[Entries taken from a collection]
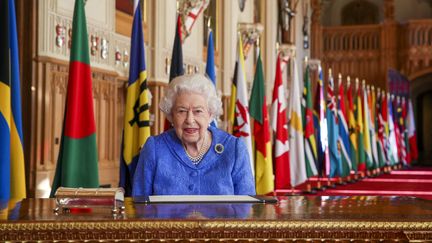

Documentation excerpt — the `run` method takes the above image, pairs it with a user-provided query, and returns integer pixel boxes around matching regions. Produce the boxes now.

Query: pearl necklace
[183,132,208,165]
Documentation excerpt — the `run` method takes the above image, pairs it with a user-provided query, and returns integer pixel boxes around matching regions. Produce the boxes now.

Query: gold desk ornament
[54,187,125,215]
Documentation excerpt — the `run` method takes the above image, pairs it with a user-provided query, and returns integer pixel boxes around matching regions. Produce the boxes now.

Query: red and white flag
[271,55,291,189]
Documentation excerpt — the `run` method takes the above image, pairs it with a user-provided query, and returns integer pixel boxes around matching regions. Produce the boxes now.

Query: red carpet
[276,167,432,200]
[310,167,432,200]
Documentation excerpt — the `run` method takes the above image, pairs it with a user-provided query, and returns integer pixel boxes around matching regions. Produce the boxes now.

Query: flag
[249,52,274,195]
[338,79,352,176]
[367,86,379,169]
[355,79,366,172]
[169,15,184,82]
[363,86,374,170]
[375,88,387,168]
[51,0,99,197]
[0,0,26,200]
[327,73,342,177]
[181,0,210,41]
[230,35,255,174]
[387,93,400,165]
[347,77,358,172]
[271,55,291,189]
[206,29,217,127]
[302,65,318,178]
[119,1,150,196]
[314,66,328,177]
[393,96,407,164]
[288,59,307,187]
[164,15,184,131]
[407,99,418,161]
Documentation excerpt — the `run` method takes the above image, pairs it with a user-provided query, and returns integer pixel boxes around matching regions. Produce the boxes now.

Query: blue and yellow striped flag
[0,0,26,199]
[120,1,150,196]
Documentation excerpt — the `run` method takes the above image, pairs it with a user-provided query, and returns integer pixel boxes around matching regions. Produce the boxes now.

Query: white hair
[159,74,223,121]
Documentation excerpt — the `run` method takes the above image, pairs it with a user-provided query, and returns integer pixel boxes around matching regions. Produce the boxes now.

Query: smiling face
[171,92,211,146]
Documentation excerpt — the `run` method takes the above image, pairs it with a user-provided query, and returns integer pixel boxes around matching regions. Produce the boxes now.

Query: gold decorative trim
[0,221,432,232]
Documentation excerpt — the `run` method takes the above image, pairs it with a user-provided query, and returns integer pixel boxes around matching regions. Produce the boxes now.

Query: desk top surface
[0,196,432,224]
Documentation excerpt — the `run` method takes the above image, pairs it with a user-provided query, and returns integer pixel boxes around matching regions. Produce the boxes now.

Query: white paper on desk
[149,195,261,203]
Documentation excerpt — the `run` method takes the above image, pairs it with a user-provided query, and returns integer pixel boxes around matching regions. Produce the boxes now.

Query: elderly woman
[132,74,255,196]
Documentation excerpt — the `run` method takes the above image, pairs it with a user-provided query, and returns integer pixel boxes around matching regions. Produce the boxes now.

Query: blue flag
[0,0,26,199]
[206,30,217,127]
[119,0,150,196]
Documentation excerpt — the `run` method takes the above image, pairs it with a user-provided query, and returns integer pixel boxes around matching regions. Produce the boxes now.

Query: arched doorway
[410,73,432,165]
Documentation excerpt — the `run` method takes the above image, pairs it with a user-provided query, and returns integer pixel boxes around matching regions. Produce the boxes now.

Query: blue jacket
[132,127,256,196]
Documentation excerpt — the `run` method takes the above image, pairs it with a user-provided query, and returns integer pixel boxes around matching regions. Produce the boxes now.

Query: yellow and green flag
[249,50,274,195]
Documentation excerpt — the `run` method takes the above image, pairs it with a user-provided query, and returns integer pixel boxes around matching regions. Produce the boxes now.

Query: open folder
[133,195,277,204]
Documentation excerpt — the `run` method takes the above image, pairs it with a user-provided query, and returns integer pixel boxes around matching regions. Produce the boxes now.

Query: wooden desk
[0,196,432,242]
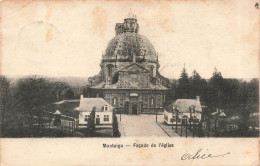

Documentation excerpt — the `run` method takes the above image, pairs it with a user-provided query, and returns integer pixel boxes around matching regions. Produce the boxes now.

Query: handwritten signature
[181,149,230,160]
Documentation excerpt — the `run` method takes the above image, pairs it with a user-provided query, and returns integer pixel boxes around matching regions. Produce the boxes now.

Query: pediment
[120,63,149,73]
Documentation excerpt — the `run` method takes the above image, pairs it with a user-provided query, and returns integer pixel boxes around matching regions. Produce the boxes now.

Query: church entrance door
[132,103,137,115]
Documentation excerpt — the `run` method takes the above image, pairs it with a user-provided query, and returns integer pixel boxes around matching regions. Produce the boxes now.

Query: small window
[104,106,108,111]
[84,115,90,122]
[120,98,124,106]
[150,98,154,106]
[104,115,109,122]
[113,97,117,105]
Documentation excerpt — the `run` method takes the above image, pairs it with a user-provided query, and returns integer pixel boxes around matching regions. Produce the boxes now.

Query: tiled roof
[53,99,79,105]
[105,32,157,61]
[167,99,202,112]
[75,98,113,112]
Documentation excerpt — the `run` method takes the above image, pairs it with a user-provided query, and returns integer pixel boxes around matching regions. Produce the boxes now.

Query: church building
[85,13,168,115]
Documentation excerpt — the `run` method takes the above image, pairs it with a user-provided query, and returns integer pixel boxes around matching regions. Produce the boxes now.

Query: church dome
[104,32,157,61]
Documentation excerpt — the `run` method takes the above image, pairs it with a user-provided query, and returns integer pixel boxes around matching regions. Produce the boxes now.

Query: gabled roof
[167,99,202,113]
[75,98,113,112]
[119,63,149,73]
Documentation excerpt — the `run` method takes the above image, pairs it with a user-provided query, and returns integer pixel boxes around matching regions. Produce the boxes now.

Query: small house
[75,95,113,126]
[163,96,202,124]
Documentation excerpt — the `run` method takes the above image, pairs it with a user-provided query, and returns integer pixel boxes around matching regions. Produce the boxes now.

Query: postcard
[0,0,260,166]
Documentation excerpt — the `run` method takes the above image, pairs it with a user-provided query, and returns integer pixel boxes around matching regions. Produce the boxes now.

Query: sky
[1,0,259,78]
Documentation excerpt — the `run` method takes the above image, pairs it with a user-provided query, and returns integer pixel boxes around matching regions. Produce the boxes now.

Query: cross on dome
[127,8,136,19]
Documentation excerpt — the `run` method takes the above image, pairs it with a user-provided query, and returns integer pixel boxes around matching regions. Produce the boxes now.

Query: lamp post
[181,117,183,137]
[120,109,122,122]
[185,115,188,138]
[175,106,178,133]
[171,106,173,130]
[190,105,195,131]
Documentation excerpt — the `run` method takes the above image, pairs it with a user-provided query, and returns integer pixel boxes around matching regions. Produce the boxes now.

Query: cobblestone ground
[117,115,169,137]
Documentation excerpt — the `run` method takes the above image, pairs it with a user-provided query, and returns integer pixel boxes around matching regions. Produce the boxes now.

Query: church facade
[85,14,168,114]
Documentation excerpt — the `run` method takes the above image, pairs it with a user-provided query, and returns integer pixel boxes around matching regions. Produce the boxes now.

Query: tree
[190,70,207,98]
[15,76,55,127]
[66,89,74,99]
[54,82,69,101]
[206,68,224,110]
[83,88,87,98]
[176,66,190,98]
[0,76,19,136]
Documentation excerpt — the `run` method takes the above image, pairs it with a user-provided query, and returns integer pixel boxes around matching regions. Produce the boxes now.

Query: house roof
[167,99,202,113]
[53,99,79,105]
[75,98,113,112]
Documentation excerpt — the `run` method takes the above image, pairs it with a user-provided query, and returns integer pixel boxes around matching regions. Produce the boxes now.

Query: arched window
[150,98,154,106]
[107,65,113,76]
[113,97,117,105]
[149,66,154,75]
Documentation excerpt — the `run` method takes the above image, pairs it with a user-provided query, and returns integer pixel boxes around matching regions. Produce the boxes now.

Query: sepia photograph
[0,0,259,165]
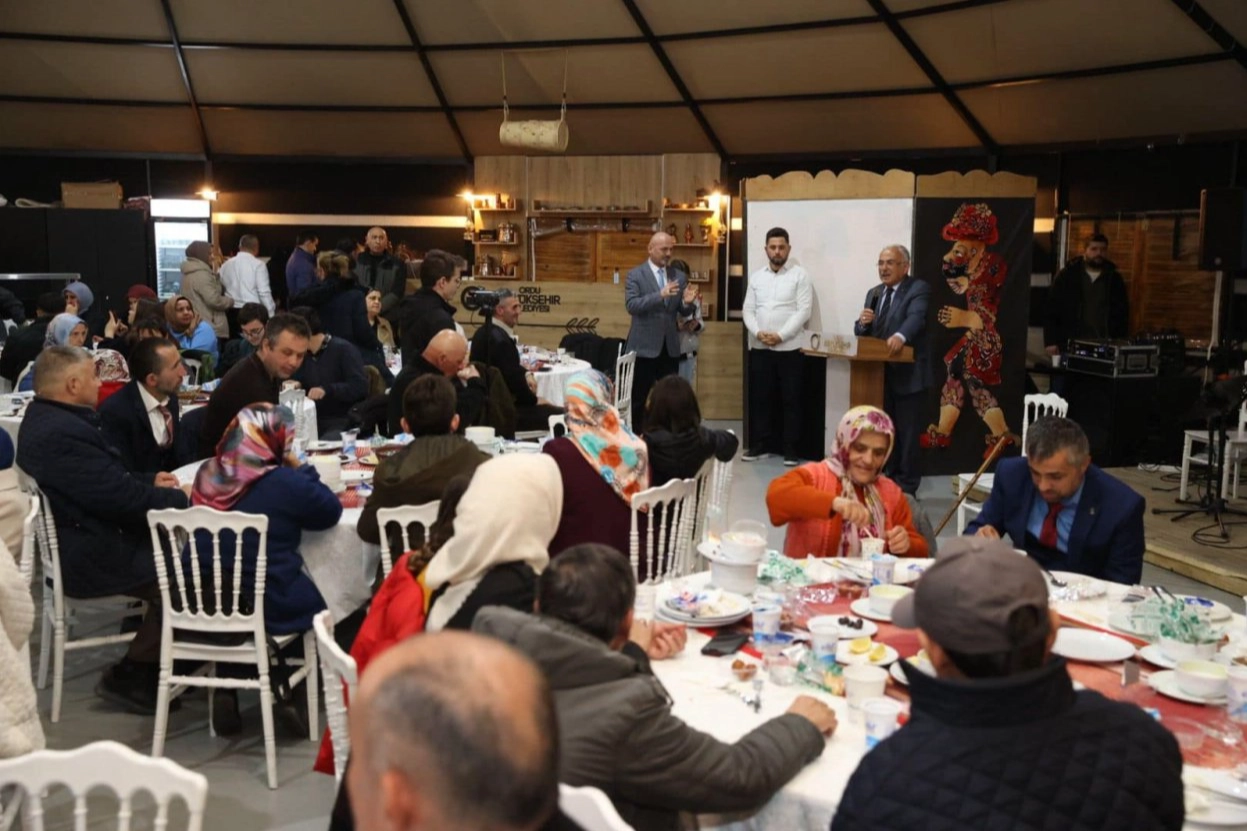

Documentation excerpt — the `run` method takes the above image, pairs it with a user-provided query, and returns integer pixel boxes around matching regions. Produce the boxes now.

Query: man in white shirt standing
[741,228,814,467]
[221,233,277,337]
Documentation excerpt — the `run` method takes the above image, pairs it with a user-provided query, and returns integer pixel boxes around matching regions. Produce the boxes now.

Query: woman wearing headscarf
[165,294,221,366]
[541,369,650,552]
[767,407,929,559]
[95,349,130,406]
[191,403,342,635]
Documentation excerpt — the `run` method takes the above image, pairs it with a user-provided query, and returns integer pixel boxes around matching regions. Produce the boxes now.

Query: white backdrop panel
[744,198,914,447]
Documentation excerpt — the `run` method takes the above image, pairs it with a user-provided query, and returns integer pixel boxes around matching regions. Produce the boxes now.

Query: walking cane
[935,433,1009,537]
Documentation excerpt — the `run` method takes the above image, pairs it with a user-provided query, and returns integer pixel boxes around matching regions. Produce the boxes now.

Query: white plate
[835,640,900,666]
[1147,670,1226,706]
[1052,626,1135,664]
[849,598,892,623]
[1139,644,1177,669]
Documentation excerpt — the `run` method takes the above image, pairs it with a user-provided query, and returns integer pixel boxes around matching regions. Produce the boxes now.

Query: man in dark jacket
[1044,233,1130,354]
[832,538,1183,831]
[396,250,460,366]
[291,306,368,438]
[473,545,835,830]
[471,288,562,430]
[357,373,490,556]
[354,228,407,317]
[0,292,65,386]
[17,347,190,714]
[387,329,486,435]
[100,334,188,482]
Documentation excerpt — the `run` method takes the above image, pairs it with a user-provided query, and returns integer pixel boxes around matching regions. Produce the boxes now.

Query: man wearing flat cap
[832,538,1183,831]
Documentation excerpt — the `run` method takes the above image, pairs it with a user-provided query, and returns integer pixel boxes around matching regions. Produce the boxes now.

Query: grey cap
[892,537,1047,655]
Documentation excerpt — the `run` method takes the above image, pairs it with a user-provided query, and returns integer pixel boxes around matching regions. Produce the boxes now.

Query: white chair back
[615,347,636,429]
[628,471,697,584]
[559,782,632,831]
[377,502,441,576]
[312,609,359,782]
[147,505,268,633]
[0,741,208,831]
[1021,393,1070,455]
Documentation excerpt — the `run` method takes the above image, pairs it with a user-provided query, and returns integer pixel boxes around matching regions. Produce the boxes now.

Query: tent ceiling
[0,0,1247,160]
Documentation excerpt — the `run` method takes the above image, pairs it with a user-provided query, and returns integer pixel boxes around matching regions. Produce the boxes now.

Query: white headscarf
[424,453,562,631]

§ WORK TO BE COMPLETED
Count the lines in the records above that contain the string "desk", treating case as significant, and give only the number.

§ TASK RESULT
4